## WORK TASK
Return the whole of the data exactly.

## PROVIDED MATERIAL
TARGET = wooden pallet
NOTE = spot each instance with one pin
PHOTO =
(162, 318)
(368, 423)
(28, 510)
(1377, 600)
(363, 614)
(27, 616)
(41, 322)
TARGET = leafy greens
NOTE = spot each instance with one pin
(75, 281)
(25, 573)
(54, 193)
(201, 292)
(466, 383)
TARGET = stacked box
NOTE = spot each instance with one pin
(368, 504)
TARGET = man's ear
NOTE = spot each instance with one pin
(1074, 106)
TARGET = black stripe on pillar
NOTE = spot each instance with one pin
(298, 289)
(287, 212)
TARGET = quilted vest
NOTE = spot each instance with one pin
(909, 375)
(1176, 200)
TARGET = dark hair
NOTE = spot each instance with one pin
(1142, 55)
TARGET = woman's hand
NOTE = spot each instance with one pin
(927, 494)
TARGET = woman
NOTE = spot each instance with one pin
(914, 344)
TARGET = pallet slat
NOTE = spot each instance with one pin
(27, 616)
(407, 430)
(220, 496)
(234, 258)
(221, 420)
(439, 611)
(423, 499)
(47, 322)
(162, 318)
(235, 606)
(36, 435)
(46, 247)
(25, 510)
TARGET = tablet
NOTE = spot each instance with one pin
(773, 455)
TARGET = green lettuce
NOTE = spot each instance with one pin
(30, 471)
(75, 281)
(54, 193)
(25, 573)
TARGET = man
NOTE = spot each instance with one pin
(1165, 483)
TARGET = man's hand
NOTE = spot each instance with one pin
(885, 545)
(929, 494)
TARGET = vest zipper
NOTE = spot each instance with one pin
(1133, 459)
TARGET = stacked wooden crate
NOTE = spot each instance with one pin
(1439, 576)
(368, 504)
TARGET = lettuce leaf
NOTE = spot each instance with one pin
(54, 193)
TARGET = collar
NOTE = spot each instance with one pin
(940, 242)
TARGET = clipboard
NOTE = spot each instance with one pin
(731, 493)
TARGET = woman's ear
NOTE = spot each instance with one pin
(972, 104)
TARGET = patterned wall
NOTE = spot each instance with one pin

## EXPECTED OUTPUT
TARGET = wooden pallet
NOTE = spot each instance with one pin
PHOTO =
(162, 318)
(368, 423)
(28, 510)
(1377, 600)
(363, 614)
(27, 616)
(41, 322)
TARGET = leafy greens
NOTE = spot each instance with one pin
(75, 281)
(25, 573)
(54, 193)
(201, 292)
(466, 383)
TARGET = stacked box
NOTE = spot each instance with one pin
(368, 504)
TARGET = man's ear
NOTE = spot each instance with one pin
(1074, 106)
TARGET = black stripe on pillar
NOTE = spot each instance with one pin
(298, 289)
(287, 212)
TARGET = quilted vest
NOTE = spot each instance with one pin
(909, 375)
(1176, 200)
TARGET = dark hair
NOTE = spot each instance with one pin
(1142, 55)
TARGET = woman's hand
NOTE = spot each instance with one pin
(927, 494)
TARGET = woman
NOTE = spot each instance with one pin
(914, 344)
TARGET = pallet slat
NOTE = spot each instance with one pin
(27, 616)
(407, 430)
(220, 496)
(234, 258)
(221, 420)
(439, 611)
(423, 499)
(47, 322)
(162, 318)
(235, 606)
(36, 435)
(46, 247)
(25, 510)
TARGET = tablet
NOTE = spot each instance with one pin
(773, 455)
TARGET = green lettuce
NOTE = spot each instance with one pin
(30, 471)
(75, 281)
(54, 193)
(25, 573)
TARGET = man
NOTE = spot each instance with one pin
(1165, 483)
TARGET = man's hand
NOTE = spot each instance with one pin
(885, 545)
(929, 494)
TARGET = vest zipper
NOTE = spot each instance with one pin
(1133, 459)
TARGET = stacked wooden crate
NOTE = spot each instance with one pin
(1439, 576)
(368, 504)
TARGET = lettuce leaf
NOTE = spot each instance with one pin
(54, 193)
TARGET = collar
NOTE = spot each instance with one pin
(940, 242)
TARGET = clipboard
NOTE = spot each instance with one pin
(731, 493)
TARGET = woman's ear
NOTE = spot each instance with one pin
(972, 104)
TARGET = patterned wall
NOTE = spot each instance with one pin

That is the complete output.